Express these records as a two-column CSV with the headers "instruction" and "points" and one row per record. Put each record's text and its answer in single quoted fields with line breaks replaced by spaces, and leave the pictures out.

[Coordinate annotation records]
※ ※ ※

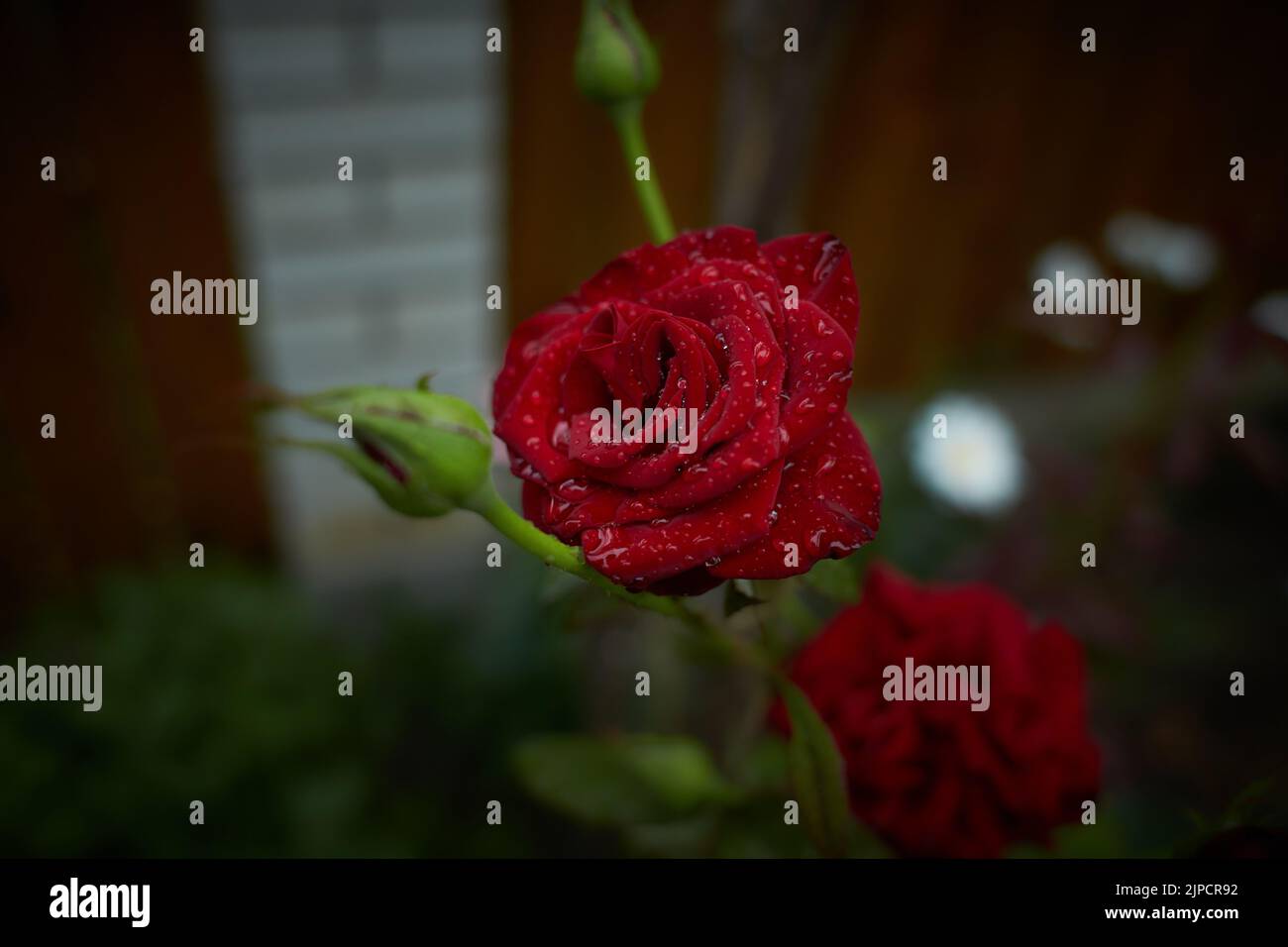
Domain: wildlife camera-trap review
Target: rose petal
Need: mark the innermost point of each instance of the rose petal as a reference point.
(643, 553)
(828, 505)
(818, 264)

※ ※ ※

Solution for this exercise:
instruction,points
"Domain: wildlife camera-trap review Target: rose petal Need: mark the innermost point of each instance of the rose petal as a reference point.","(643, 553) (828, 505) (818, 264)"